# Installazione Gentoo su Raid 0 (SiliconImage 3112)

## thoeni

Ciao a tutti!

Prima di scrivere qui ho fatto qualche ricerca nel forum, ma non sono riuscito a capire cosa devo fare! Ho letto un topic molto vago, quindi cercherò di essere chiaro nell'esporre il mio problema:

premetto che ho già installato la gentoo su un portatile e funziona alla grande. Adesso è giunto il momento di metterla anche sul fisso...

La mia motherboard è una ASUS A7N8X-Deluxe e monta un controller per il SataRAID delle "Silicon Image", precisamente il Silicon Image 3112; collegati a questo controller ci sono due hdd da 120GB Maxtor Diamond Max Plus 9. Al momento dell'installazione di Windows, in previsione di installare linux, ho partizionato come segue:

5GB per Windows (solo sistema op) - NTFS

25GB per Windows (solo programmi) - NTFS

185GB come archivio da condividere Linux/Windows - FAT32

25GB (in realtà un po' meno) li ho lasciati "Unallocated" per Linux

Ho una configurazione in RAID 0 che ho impostato prima dell'installazione di Windows: a suo tempo avevo impostato la dimensione dei blocchi e questa utility mi ha formattato gli hdd creandone uno unico da 240GB circa.

Istruzioni -
• A. Aggiorna il tratto del testo di partenza che si apre con le parole "5GB per Windows (solo sistema" e si chiude con "da 240GB circa.", mettendo "exFAT" al posto di "FAT32".
• B. Rispondi a queste domande sul testo di partenza.
(i) Quale scheda madre monta il computer fisso?
(ii) Quanto spazio è destinato all'archivio da condividere fra Linux e Windows?
(iii) Di quale capienza è il disco unico creato dall'utility RAID?
• C. Prosegui il testo sull'installazione di Gentoo su RAID 0 a partire dall'ultima frase riportata.

Voci elencate -
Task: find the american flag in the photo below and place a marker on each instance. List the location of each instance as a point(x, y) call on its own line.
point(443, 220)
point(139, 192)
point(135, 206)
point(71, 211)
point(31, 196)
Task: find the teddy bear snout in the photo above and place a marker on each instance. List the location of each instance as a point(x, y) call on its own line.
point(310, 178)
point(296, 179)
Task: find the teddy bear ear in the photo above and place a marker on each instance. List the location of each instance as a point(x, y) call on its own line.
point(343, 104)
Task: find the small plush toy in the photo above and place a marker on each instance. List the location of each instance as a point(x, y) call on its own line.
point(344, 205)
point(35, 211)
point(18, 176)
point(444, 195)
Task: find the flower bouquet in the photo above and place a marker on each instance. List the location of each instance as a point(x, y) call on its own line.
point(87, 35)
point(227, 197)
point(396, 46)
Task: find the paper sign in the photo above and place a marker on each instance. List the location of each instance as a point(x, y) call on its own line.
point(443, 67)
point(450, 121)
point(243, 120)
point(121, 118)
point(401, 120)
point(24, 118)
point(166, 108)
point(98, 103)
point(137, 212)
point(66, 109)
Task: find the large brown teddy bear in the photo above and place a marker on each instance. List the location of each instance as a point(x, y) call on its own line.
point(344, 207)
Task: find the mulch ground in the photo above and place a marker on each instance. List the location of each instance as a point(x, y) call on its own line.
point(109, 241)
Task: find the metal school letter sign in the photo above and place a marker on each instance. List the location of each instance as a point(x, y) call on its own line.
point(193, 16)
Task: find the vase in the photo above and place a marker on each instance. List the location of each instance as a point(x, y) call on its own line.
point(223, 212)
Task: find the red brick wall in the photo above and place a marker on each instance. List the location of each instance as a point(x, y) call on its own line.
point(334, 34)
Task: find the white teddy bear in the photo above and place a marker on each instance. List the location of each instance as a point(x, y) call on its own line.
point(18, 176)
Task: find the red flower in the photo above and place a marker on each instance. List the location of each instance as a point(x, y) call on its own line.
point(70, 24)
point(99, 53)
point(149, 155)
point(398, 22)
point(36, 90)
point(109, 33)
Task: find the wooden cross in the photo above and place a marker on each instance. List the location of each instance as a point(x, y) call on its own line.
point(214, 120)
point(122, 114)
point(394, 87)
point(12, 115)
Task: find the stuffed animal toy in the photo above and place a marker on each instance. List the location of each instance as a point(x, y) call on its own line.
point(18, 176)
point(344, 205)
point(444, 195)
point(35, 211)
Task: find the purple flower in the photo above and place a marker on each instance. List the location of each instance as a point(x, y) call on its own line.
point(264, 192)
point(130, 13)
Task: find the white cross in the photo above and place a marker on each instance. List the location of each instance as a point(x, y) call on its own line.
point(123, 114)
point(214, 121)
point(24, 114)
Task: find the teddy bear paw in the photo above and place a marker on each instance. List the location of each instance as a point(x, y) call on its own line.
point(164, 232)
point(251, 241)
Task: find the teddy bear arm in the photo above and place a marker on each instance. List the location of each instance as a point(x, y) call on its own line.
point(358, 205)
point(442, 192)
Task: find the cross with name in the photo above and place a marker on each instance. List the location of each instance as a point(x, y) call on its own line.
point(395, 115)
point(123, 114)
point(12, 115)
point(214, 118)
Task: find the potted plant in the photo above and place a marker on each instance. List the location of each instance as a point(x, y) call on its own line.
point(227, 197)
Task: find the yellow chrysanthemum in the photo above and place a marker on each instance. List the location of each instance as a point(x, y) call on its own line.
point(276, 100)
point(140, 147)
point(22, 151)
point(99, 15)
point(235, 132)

Soluzioni dell'esercizio -
• A.
5GB per Windows (solo sistema op) - NTFS

25GB per Windows (solo programmi) - NTFS

185GB come archivio da condividere Linux/Windows - exFAT

25GB (in realtà un po' meno) li ho lasciati "Unallocated" per Linux

Ho una configurazione in RAID 0 che ho impostato prima dell'installazione di Windows: a suo tempo avevo impostato la dimensione dei blocchi e questa utility mi ha formattato gli hdd creandone uno unico da 240GB circa.

• B.
(i) Una ASUS A7N8X-Deluxe.
(ii) 185GB.
(iii) Circa 240GB.

• C.
Adesso mi sono finalmente deciso ad installare la gentoo anche sul fisso, ma una volta che metto il live cd minimal, non so come andare avanti... dovrei lanciare fdisk ma, ovviamente, non mi vede l'hdd "unico" da 240GB dunque non può mostrarmi le partizioni che ho elencato poc'anzi... ho letto googlando un po' che dovrei fare qualcosa come fdisk /dev/md? però non ho "md" tra le devices... cosa devo fare? Ho provato a lanciare il comando modprobe raid0 e, in effetti, quando faccio lsmod, trovo anche questo modulo caricato sotto il nome di md... forse ci sto girando attorno o forse ci sono lontano un kilometro! A questo punto aiutatemi voi! Penso che userò uno stage3, ma finchè non risco a far vedere al pinguino l'hard disk, non posso fare niente altro! Confido nella vostra disponibilità!

Grazie.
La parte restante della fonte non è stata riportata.